▶ **Exercise**: For each line of the listing that holds "ground", show the full line.

▶ **Provided material**:
*** Begin section ***

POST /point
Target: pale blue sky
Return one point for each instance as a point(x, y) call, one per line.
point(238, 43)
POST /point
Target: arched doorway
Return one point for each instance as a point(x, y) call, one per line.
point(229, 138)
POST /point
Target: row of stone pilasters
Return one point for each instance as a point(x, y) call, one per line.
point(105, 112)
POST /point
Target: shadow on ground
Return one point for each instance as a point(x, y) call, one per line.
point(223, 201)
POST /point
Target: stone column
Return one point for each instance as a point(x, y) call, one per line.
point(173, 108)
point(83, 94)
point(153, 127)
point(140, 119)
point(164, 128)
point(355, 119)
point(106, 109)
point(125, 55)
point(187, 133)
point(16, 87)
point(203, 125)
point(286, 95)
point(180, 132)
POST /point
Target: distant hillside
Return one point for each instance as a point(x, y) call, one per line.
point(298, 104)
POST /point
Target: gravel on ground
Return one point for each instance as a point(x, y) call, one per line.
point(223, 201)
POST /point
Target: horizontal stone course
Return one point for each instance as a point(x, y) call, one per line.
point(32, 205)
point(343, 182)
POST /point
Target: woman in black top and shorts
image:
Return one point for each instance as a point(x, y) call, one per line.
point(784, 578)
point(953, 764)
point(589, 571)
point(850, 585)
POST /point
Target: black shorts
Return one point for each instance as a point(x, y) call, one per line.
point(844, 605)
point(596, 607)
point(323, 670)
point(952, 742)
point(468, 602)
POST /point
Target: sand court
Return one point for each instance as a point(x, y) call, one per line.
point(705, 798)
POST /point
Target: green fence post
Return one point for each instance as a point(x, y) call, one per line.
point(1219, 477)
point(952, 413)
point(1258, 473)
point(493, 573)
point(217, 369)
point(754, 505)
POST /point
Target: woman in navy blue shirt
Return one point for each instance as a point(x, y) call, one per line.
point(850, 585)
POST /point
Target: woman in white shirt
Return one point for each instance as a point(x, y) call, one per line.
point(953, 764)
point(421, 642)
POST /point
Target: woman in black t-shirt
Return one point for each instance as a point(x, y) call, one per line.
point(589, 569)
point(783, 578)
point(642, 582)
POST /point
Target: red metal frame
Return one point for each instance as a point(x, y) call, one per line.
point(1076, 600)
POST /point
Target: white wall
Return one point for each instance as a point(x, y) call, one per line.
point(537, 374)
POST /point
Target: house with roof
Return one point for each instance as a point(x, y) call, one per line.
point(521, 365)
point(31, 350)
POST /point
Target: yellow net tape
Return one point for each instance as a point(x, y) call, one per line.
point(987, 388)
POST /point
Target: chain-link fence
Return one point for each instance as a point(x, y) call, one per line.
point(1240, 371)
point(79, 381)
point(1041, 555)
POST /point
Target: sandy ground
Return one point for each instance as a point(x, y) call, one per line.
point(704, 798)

*** End section ***

▶ **Response to the task**:
Target: shadow on ground
Target: gravel on ground
Target: sandy ground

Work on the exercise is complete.